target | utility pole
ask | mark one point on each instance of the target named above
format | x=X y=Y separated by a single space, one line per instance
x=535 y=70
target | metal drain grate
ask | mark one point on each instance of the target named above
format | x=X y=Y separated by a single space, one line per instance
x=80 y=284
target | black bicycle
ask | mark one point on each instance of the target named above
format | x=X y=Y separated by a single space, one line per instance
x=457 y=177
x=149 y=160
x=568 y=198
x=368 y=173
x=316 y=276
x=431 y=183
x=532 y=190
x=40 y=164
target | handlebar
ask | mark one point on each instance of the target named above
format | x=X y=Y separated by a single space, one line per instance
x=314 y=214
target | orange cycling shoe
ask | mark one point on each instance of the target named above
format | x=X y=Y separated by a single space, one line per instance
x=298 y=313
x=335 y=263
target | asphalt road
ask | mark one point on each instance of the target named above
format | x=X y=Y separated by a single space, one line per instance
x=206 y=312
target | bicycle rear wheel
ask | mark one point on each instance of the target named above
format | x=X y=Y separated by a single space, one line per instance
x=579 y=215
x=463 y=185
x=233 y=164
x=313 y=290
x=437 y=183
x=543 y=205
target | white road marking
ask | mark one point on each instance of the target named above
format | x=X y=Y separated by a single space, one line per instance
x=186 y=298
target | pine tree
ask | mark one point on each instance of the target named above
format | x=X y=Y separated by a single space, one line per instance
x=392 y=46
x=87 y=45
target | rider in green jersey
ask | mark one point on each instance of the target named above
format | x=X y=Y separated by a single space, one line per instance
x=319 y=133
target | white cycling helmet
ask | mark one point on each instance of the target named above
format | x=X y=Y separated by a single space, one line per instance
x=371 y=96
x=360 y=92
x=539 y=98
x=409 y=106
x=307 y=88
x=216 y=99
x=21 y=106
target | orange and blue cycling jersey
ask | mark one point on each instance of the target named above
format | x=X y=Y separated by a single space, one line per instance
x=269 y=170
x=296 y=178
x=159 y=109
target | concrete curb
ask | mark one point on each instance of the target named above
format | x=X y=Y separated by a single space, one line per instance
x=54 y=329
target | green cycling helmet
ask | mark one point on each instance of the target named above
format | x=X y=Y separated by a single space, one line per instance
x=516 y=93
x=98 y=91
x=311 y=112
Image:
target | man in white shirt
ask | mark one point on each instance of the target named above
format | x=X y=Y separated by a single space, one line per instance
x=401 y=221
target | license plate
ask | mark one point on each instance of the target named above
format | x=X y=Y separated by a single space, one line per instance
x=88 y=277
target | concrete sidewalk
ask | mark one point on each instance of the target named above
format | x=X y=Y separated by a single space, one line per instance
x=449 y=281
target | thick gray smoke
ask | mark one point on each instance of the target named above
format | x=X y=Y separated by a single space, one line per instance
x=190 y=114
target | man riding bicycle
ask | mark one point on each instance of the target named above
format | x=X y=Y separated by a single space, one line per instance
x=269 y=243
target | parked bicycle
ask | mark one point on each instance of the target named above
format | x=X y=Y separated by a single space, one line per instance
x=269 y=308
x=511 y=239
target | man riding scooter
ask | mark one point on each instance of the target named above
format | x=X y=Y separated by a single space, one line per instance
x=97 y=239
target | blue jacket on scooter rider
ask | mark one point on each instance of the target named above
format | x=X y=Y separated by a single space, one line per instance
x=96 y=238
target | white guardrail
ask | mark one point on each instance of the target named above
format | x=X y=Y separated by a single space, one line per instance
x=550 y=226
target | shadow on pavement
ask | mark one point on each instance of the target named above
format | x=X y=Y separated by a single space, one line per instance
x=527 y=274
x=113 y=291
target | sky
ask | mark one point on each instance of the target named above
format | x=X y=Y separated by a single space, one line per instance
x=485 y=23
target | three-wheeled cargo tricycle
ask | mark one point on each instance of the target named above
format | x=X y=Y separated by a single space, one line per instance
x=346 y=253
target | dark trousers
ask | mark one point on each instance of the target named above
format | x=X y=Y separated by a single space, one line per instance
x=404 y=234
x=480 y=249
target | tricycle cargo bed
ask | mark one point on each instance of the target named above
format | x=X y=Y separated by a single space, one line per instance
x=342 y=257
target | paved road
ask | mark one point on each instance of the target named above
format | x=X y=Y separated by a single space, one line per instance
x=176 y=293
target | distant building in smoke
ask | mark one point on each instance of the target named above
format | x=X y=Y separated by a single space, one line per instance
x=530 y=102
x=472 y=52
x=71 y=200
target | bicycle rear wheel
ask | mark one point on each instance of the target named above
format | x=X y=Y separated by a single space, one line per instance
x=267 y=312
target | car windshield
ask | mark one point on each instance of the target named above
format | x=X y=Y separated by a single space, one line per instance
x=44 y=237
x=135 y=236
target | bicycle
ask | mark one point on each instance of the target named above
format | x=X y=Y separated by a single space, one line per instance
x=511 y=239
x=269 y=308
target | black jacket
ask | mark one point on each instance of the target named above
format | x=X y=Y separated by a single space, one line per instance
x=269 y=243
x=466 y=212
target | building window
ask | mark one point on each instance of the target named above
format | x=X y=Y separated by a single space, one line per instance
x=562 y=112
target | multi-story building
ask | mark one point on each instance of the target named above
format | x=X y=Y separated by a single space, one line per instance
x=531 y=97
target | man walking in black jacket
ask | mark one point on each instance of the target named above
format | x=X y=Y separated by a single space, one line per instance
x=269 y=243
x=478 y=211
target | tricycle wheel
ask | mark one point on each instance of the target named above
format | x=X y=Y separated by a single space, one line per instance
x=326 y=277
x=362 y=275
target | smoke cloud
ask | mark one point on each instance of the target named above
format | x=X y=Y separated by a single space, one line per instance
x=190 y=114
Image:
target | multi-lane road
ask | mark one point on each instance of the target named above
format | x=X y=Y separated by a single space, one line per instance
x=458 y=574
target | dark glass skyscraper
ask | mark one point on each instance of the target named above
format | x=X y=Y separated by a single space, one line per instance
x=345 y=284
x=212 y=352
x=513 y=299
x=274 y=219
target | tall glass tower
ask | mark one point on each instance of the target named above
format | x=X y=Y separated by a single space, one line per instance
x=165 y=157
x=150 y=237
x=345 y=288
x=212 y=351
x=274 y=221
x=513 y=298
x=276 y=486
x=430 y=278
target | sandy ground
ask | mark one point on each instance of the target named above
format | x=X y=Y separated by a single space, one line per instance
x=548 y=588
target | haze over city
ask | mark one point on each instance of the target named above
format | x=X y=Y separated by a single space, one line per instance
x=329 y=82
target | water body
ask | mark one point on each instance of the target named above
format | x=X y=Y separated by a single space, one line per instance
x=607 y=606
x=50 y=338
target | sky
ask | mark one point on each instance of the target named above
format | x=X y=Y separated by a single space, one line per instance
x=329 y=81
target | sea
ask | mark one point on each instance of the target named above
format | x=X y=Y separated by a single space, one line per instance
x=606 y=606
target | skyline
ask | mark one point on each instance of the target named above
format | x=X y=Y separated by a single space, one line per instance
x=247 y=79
::::
[REQUIREMENT]: Arrange all of the entries above as a two-column CSV with the header entry_text,answer and one row per entry. Put each entry's full text in the first column and its answer in the second, with each value enclosed in double quotes and every line break inside it replaced by a space.

[RESULT]:
entry_text,answer
"target | utility pole ask | mark one point on each instance of the target named above format | x=X y=Y separated by a single space, one line per instance","x=535 y=70"
"target | metal drain grate ask | mark one point on each instance of the target named above format | x=X y=Y separated by a single space, one line per instance","x=80 y=284"
"target | black bicycle ask | mark one point on each instance of the target named above format | x=X y=Y separated by a single space, one line per instance","x=457 y=177 x=149 y=160 x=568 y=198 x=368 y=173 x=316 y=276 x=431 y=183 x=532 y=190 x=40 y=164"
"target | handlebar ask | mark one point on each instance of the target named above format | x=X y=Y separated by a single space, one line per instance","x=314 y=214"
"target | orange cycling shoe ask | mark one point on each instance of the target named above format | x=X y=Y separated by a single space, one line per instance","x=298 y=313 x=335 y=263"
"target | asphalt road ask | mark one point on each instance of the target named above format | x=X y=Y separated by a single space, one line per instance","x=206 y=312"
"target | bicycle rear wheel ask | mark one point on each instance of the target named above format | x=X y=Y separated by a single space, one line per instance","x=579 y=215 x=463 y=185 x=233 y=164 x=313 y=290 x=437 y=183 x=543 y=205"
"target | white road marking ask | mark one point on each instance of the target named above format | x=X y=Y separated by a single space, one line per instance","x=186 y=298"
"target | pine tree ask | mark one point on each instance of the target named above format | x=X y=Y separated by a single space, one line per instance","x=392 y=46 x=87 y=45"
"target | rider in green jersey ask | mark one point on each instance of the target named above format | x=X y=Y separated by a single space, one line per instance","x=319 y=133"
"target | white cycling helmet ask | mark one point on each instance of the target named above format | x=X y=Y separated by a single space, one line per instance","x=371 y=96 x=360 y=92 x=539 y=98 x=409 y=106 x=307 y=88 x=216 y=99 x=21 y=106"
"target | orange and blue cycling jersey ask | mark one point on each instance of the target named above format | x=X y=Y separated by a single space, one line per instance","x=269 y=170 x=296 y=178 x=159 y=109"
"target | concrete curb ask | mark one point on each instance of the target named above format | x=X y=Y separated by a single space, one line per instance","x=54 y=329"
"target | green cycling helmet ask | mark one point on each instance of the target named above format | x=X y=Y separated by a single space, one line per instance","x=516 y=93 x=98 y=91 x=311 y=112"
"Image: target | man in white shirt ask | mark one point on each instance of the target named above format | x=X y=Y separated by a single space, one line per instance","x=401 y=221"
"target | license plate ask | mark one point on each instance of the target named above format | x=X y=Y separated by a single space, one line per instance","x=88 y=277"
"target | concrete sidewalk ask | mark one point on each instance of the target named above format | x=X y=Y separated by a single space, one line per instance","x=449 y=281"
"target | thick gray smoke ask | mark one point on each instance of the target named above format | x=X y=Y separated by a single space, one line per instance","x=190 y=114"
"target | man riding bicycle ask | mark one point on each instance of the target named above format | x=X y=Y separated by a single space, one line per instance","x=269 y=243"
"target | parked bicycle ask | mark one point on each instance of the target named above format | x=X y=Y separated by a single space, one line per instance","x=269 y=308 x=511 y=239"
"target | man riding scooter ask | mark one point on each instance of the target named above format | x=X y=Y separated by a single space, one line per instance","x=97 y=239"
"target | blue jacket on scooter rider ask | mark one point on each instance of the target named above format | x=X y=Y separated by a single space, one line per instance","x=96 y=238"
"target | white guardrail ask | mark one point on each instance of the target named above format | x=X y=Y separated by a single space, one line per instance","x=550 y=226"
"target | shadow on pavement ask | mark one point on each instance of the target named above format | x=X y=Y separated by a single space, one line per instance","x=527 y=274 x=113 y=291"
"target | sky ask | mark one point on each instance of the target named above format | x=X y=Y separated by a single space, one line per instance","x=485 y=23"
"target | three-wheeled cargo tricycle ask | mark one point on each instance of the target named above format | x=X y=Y separated by a single space, one line per instance","x=346 y=253"
"target | dark trousers ask | mark one point on each instance of the target named above format | x=X y=Y separated by a single space, one line per instance","x=404 y=234 x=480 y=249"
"target | tricycle cargo bed ask | mark one point on each instance of the target named above format | x=X y=Y separated by a single space, one line per instance","x=342 y=257"
"target | paved road ask | mark one point on each instance of the target named above format | x=X y=Y separated by a single space, one line per instance","x=176 y=293"
"target | distant building in smoke ask | mark one point on each instance of the target named above format | x=X y=Y separated by a single space, one line per instance","x=530 y=102 x=472 y=52 x=71 y=200"
"target | bicycle rear wheel ask | mark one point on each instance of the target named above format | x=X y=Y separated by a single space, one line per instance","x=267 y=312"
"target | car windshield ask | mark one point on each instance of the target named above format | x=X y=Y separated by a single space, one line per instance","x=44 y=237 x=135 y=236"
"target | bicycle ask | mark one point on each instance of the target named above format | x=X y=Y separated by a single space, one line per instance","x=511 y=239 x=269 y=308"
"target | black jacket ask | mark one point on each instance of the target named above format | x=X y=Y separated by a single space, one line per instance","x=269 y=243 x=466 y=212"
"target | building window ask | mark one point on each instance of the target named above format | x=X y=Y separated by a single space, one line per instance","x=562 y=112"
"target | multi-story building ask | mark one point on each instance of the target named above format | x=X y=Y separated by a single space, one line per instance","x=531 y=97"
"target | man walking in black jacket ask | mark one point on each instance of the target named above format | x=X y=Y separated by a single space, one line per instance","x=269 y=243 x=478 y=211"
"target | tricycle wheel ask | mark one point on each instance of the target named above format | x=X y=Y separated by a single space, one line per instance","x=326 y=277 x=362 y=275"
"target | smoke cloud ask | mark one point on each instance of the target named above format | x=X y=Y separated by a single space, one line per instance","x=190 y=114"
"Image: target | multi-lane road ask | mark one point on each instance of the target named above format | x=X y=Y separated by a single space, one line per instance","x=458 y=574"
"target | dark glass skyscraper ask | mark one point on each instance of the target named above format | x=X y=Y separated by a single space, one line per instance","x=345 y=284 x=212 y=352 x=513 y=299 x=274 y=219"
"target | tall glass tower ask | mark one point on each instance of the target named above format | x=X y=Y separated by a single space, one line per instance","x=165 y=157 x=150 y=237 x=345 y=288 x=212 y=351 x=274 y=221 x=513 y=298 x=276 y=486 x=430 y=278"
"target | sandy ground ask | mark one point on each instance of the target named above format | x=X y=Y separated by a single space, one line per instance","x=548 y=588"
"target | haze over city ask | mark one point on each instance of the target named above format | x=X y=Y separated by a single space, one line per instance","x=329 y=82"
"target | water body ask | mark one point on each instance of the target named above format | x=X y=Y separated by a single space, one line per instance","x=607 y=606 x=50 y=338"
"target | sky ask | mark one point on each instance of the target named above format | x=X y=Y separated by a single space, one line per instance","x=329 y=81"
"target | sea ask | mark one point on each instance of the target named above format | x=X y=Y separated by a single space, one line per instance","x=606 y=606"
"target | skyline ask | mark one point on each instance of the target named above format | x=X y=Y separated by a single space, one line per instance","x=247 y=79"